## Aufgabe
Schreib aus der folgenden Datenauflistung die Einträge unverändert ab. Beginne bei der Zeile mit „Objective — indicate one point on every instance of the fern“ und ende mit dem letzten Eintrag der Datenauflistung, beide Enden eingeschlossen.

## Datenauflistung
──────────
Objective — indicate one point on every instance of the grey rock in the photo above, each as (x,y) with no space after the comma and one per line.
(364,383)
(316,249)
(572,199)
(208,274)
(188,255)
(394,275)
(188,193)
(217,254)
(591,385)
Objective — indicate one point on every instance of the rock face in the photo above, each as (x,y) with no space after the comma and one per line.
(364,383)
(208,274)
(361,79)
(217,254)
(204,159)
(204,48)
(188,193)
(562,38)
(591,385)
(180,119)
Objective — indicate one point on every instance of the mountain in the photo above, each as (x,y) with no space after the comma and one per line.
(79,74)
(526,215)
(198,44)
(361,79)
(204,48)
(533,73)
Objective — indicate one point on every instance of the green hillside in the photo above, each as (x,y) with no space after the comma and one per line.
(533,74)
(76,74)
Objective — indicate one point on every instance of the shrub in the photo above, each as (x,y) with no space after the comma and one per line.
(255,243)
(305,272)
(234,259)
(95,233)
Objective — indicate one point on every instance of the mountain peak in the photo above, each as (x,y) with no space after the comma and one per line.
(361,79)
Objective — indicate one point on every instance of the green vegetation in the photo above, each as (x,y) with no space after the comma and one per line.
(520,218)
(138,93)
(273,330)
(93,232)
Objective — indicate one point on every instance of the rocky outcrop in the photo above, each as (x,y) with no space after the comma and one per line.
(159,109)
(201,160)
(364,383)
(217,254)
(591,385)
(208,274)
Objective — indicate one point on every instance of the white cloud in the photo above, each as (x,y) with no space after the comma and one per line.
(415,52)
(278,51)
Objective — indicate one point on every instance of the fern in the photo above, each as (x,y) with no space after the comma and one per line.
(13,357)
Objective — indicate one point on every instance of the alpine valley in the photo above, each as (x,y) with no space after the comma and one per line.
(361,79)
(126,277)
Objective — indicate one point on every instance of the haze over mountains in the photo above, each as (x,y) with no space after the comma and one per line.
──────────
## Lösung
Objective — indicate one point on every instance of the fern in the photo above, each as (x,y) with no space after the comma and one per line.
(13,357)
Objective — indicate one point on every instance of the alpine valley in the photo above, each as (x,y) with no space after the comma and one per line.
(361,79)
(126,277)
Objective — indicate one point on every instance of the haze over mountains in the photo above, each as (x,y) with no space after the comma and one per line.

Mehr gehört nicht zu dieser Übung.